* Records supplied:
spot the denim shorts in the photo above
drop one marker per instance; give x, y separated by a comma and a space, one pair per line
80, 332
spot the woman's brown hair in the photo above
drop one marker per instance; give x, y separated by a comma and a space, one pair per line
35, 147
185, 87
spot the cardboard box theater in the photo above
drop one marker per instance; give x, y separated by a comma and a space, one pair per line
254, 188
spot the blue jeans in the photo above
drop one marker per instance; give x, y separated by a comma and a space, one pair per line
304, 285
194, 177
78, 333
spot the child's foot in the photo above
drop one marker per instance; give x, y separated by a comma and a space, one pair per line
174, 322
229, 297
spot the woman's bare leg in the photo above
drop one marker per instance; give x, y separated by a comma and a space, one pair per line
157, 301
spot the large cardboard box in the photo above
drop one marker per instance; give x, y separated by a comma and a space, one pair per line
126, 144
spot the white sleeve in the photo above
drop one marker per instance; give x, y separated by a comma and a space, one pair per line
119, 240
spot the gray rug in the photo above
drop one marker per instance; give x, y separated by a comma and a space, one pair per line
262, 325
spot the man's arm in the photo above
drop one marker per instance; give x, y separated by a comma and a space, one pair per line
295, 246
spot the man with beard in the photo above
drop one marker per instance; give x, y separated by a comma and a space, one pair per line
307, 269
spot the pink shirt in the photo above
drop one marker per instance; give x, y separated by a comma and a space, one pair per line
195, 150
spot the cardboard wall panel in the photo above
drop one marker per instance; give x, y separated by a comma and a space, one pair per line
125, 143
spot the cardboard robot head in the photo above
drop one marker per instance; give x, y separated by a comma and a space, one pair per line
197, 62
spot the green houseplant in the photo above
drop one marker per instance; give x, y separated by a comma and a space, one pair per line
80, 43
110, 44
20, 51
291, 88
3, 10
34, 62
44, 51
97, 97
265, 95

* Exercise details:
Copy out all of the records above word for word, with no changes or omissions.

* Output of the task:
spot the denim shorts in the photo above
drop one marker per instance; give x, y separated by a comma and a space, one pair per line
80, 332
spot the woman's brown hair in the photo above
drop one marker per instance; give x, y separated by a comma and a space, one pair per line
35, 147
185, 87
spot the cardboard box theater in the photo above
drop one marker per instance; give x, y separated by a comma and a space, one pair per line
254, 188
spot the blue jeans in the photo above
drop one marker per instance; give x, y separated by a comma and a space, one pair per line
304, 285
194, 177
78, 333
spot the child's foot in the photo above
drop one marker per instance; give x, y separated by a comma and a space, one pair per line
174, 322
229, 297
spot the woman's bare leg in the photo above
drop one marker per instance; give x, y separated by a comma and a space, one pair per line
157, 301
spot the large cardboard box in the photo above
drop one marker per instance; give x, y separated by a comma and a space, one pair per line
126, 144
spot the white sleeve in the photo above
drop one marker per instance; give x, y separated by a comma and a space, one pair per line
119, 240
spot the gray rug in the photo above
drop one marker per instance; give x, y separated by a comma and a space, one pair per line
262, 325
spot the man's arm in the photo above
drop one marker per instance; give x, y separated by a comma and a space, one pair per line
295, 246
spot the man with beard in the photo above
drop one marker per instance; give x, y separated by a comma and a space, one pair per line
307, 269
spot the pink shirt in the photo above
drop one marker per instance; give x, y separated by a comma and a space, one pair per line
195, 150
spot the cardboard wall panel in the photo above
drop one marker per instance; give x, y separated by a comma and a space, one pair per line
125, 143
spot the cardboard robot head in the photo above
drop one marker per instance; give x, y separated by a comma and a space, one pair per line
197, 62
spot the green houseplant in the photo above
drop one marker per instance; give x, y separated by a comma and a space, one pair per line
80, 43
110, 44
20, 51
291, 88
3, 10
34, 62
44, 51
97, 97
265, 95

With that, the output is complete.